● RECORDS TO USE:
++++++
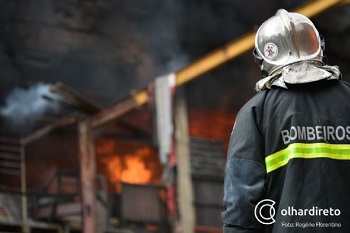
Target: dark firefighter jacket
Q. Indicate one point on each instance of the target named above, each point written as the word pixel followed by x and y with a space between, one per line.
pixel 291 147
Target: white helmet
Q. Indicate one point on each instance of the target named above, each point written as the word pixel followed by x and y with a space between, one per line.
pixel 286 38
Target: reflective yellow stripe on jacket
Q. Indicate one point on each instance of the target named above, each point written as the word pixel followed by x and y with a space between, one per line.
pixel 307 151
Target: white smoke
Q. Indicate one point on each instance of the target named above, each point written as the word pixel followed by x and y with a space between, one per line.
pixel 24 103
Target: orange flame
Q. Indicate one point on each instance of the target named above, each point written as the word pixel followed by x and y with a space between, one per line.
pixel 131 164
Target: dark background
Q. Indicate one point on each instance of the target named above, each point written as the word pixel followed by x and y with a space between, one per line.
pixel 105 49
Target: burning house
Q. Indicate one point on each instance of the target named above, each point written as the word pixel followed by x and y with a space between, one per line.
pixel 116 146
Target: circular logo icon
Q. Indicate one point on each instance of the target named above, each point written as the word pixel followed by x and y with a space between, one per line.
pixel 270 51
pixel 265 212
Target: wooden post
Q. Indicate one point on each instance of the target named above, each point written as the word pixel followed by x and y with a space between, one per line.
pixel 25 226
pixel 87 177
pixel 184 179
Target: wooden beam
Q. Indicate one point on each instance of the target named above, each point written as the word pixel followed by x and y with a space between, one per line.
pixel 184 176
pixel 87 177
pixel 226 53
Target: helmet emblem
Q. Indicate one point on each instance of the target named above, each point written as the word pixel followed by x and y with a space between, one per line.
pixel 270 51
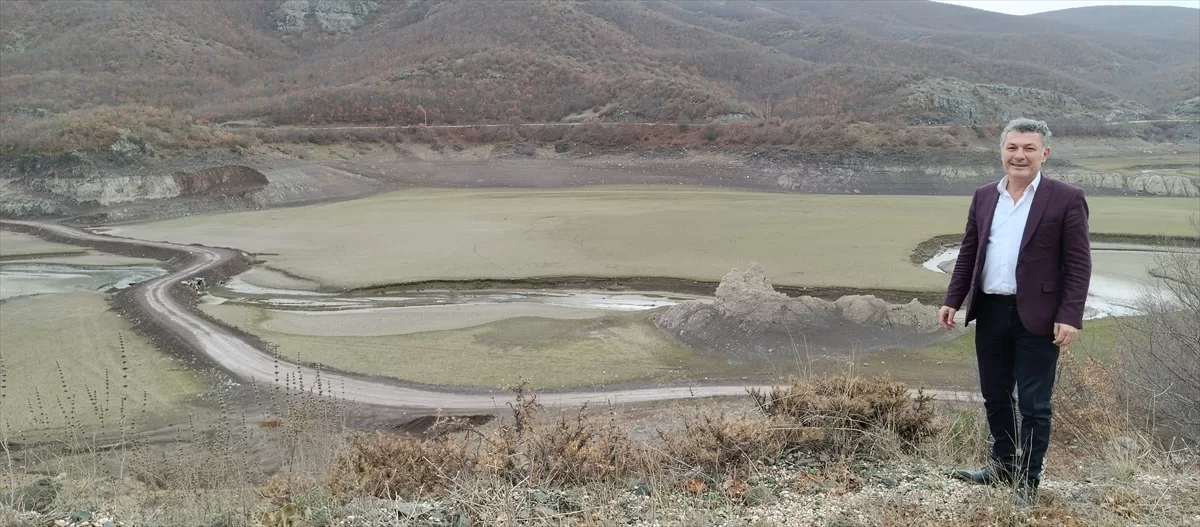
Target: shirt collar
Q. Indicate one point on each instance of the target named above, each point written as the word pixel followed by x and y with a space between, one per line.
pixel 1002 186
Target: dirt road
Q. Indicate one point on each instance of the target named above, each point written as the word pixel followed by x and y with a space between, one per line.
pixel 245 361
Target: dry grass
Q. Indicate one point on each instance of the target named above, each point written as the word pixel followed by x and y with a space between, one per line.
pixel 82 366
pixel 852 411
pixel 583 468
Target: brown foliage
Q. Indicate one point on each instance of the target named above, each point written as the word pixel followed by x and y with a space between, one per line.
pixel 719 443
pixel 97 129
pixel 852 409
pixel 399 466
pixel 569 450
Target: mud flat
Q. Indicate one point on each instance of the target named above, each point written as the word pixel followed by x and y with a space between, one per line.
pixel 852 241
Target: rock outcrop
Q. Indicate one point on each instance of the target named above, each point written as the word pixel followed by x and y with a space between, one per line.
pixel 293 17
pixel 749 315
pixel 954 101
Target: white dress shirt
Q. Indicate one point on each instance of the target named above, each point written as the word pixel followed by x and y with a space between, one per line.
pixel 1005 239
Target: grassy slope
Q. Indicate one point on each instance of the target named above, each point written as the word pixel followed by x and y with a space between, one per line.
pixel 18 244
pixel 693 233
pixel 77 333
pixel 545 352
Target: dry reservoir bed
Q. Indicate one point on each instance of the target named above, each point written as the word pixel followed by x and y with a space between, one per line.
pixel 72 364
pixel 861 241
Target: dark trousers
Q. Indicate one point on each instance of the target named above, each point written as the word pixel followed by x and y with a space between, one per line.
pixel 1011 357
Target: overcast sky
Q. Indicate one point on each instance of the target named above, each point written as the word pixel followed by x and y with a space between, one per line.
pixel 1030 6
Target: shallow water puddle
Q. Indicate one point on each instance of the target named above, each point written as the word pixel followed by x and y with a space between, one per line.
pixel 1120 276
pixel 29 279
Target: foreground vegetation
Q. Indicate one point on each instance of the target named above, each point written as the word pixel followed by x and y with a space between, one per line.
pixel 861 241
pixel 838 450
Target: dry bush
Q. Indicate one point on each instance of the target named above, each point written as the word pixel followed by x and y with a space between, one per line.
pixel 570 450
pixel 718 443
pixel 1087 409
pixel 852 409
pixel 1162 348
pixel 399 466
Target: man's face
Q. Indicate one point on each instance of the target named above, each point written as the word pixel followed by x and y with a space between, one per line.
pixel 1024 154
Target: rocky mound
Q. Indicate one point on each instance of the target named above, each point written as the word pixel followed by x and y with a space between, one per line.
pixel 750 317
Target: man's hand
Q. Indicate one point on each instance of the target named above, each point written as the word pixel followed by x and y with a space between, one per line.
pixel 1063 334
pixel 946 317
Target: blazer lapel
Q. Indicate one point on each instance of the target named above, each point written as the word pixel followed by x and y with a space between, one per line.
pixel 1041 198
pixel 987 211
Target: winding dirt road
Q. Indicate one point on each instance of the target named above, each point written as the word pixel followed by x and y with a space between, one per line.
pixel 240 358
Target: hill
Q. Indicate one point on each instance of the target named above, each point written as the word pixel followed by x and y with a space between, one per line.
pixel 1181 23
pixel 306 61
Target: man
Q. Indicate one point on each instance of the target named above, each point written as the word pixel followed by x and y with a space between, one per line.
pixel 1024 269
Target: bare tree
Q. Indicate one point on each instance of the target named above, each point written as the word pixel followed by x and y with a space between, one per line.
pixel 1162 348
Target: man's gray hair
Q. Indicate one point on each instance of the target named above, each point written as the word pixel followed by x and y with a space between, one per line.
pixel 1026 125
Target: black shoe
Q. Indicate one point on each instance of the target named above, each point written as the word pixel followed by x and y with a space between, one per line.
pixel 1026 493
pixel 985 475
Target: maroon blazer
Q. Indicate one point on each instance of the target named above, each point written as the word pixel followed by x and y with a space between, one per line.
pixel 1054 267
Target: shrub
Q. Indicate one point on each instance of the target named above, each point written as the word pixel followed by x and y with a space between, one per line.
pixel 391 466
pixel 851 409
pixel 570 450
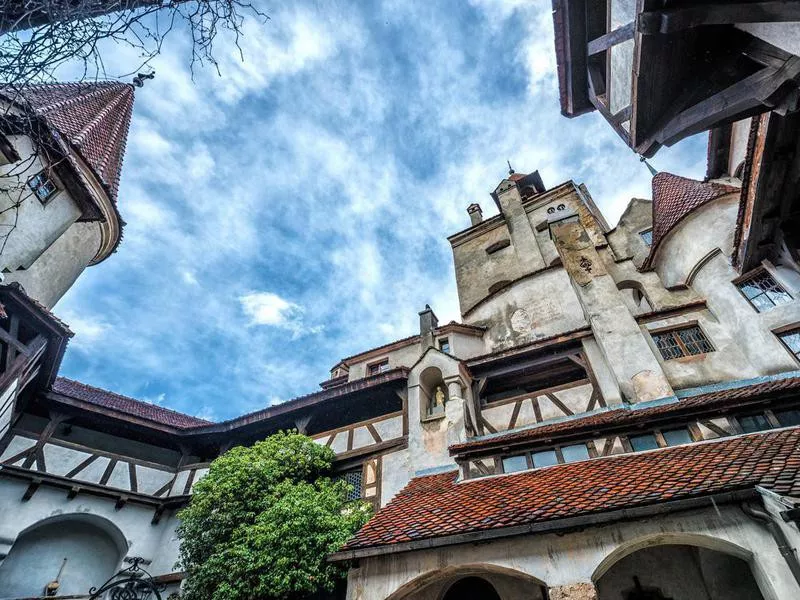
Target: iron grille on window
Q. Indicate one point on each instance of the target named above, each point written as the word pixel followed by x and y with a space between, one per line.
pixel 791 340
pixel 42 186
pixel 687 341
pixel 763 292
pixel 354 479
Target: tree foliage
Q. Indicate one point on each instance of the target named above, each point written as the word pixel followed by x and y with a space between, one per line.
pixel 262 521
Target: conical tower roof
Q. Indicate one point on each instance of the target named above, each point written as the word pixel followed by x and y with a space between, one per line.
pixel 674 197
pixel 92 117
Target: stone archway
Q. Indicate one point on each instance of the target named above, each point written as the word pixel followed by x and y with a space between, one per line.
pixel 472 582
pixel 471 588
pixel 93 548
pixel 681 568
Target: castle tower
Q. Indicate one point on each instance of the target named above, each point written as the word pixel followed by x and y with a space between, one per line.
pixel 61 151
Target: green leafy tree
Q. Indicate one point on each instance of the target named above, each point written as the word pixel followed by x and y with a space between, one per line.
pixel 262 521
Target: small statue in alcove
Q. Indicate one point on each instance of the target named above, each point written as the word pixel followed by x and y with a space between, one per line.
pixel 439 399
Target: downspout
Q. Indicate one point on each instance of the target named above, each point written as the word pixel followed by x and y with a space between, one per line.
pixel 784 547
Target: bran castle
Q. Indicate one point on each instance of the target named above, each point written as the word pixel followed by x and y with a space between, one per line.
pixel 616 416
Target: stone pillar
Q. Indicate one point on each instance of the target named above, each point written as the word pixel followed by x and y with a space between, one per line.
pixel 519 226
pixel 622 342
pixel 574 591
pixel 454 411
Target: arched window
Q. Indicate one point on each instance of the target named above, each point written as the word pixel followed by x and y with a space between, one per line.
pixel 74 552
pixel 471 588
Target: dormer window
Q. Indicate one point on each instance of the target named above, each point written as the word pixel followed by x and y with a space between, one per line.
pixel 762 291
pixel 43 187
pixel 378 367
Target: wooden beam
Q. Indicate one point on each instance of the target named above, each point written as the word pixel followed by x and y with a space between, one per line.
pixel 748 94
pixel 31 490
pixel 721 13
pixel 612 38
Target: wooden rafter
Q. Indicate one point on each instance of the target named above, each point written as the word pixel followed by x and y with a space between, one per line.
pixel 719 13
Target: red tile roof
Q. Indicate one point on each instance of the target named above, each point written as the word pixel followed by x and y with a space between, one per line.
pixel 93 117
pixel 124 404
pixel 629 416
pixel 436 505
pixel 674 198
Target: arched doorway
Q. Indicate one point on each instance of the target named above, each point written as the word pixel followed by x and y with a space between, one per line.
pixel 471 588
pixel 472 582
pixel 678 572
pixel 92 548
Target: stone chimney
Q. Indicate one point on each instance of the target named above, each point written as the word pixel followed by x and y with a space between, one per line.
pixel 427 325
pixel 475 213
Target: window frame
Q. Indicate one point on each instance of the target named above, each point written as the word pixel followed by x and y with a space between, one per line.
pixel 673 330
pixel 377 365
pixel 49 178
pixel 787 330
pixel 761 271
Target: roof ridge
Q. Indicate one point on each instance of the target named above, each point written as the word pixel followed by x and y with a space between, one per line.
pixel 124 397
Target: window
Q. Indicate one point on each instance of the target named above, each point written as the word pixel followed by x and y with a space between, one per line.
pixel 762 291
pixel 791 339
pixel 544 458
pixel 753 423
pixel 41 185
pixel 515 463
pixel 687 341
pixel 787 418
pixel 676 437
pixel 575 453
pixel 354 479
pixel 640 443
pixel 379 367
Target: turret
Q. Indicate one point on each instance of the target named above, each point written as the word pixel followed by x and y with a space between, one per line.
pixel 62 147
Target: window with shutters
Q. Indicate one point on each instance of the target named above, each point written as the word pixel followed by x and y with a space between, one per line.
pixel 762 291
pixel 680 342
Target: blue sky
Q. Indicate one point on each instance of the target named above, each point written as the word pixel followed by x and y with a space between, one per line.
pixel 294 209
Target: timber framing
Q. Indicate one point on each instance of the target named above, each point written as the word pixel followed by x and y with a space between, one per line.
pixel 718 73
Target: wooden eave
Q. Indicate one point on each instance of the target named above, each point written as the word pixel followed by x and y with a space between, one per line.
pixel 770 202
pixel 679 414
pixel 569 22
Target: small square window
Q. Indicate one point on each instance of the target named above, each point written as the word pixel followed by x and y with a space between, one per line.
pixel 640 443
pixel 787 418
pixel 575 453
pixel 545 458
pixel 762 291
pixel 791 339
pixel 753 423
pixel 354 479
pixel 676 437
pixel 686 341
pixel 42 186
pixel 515 463
pixel 379 367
++++++
● PROBLEM DESCRIPTION:
Arrange everything from the start of the listing down to the line containing "pixel 291 147", both ends included, as a numbered list with blank lines dropped. Leave the pictures out of your answer.

● FINISHED TASK:
1. Target: dark firefighter jacket
2. Q. Indicate one point on each instance of the target named above, each point written as the word pixel followed by x and y with a space between, one per line.
3. pixel 291 147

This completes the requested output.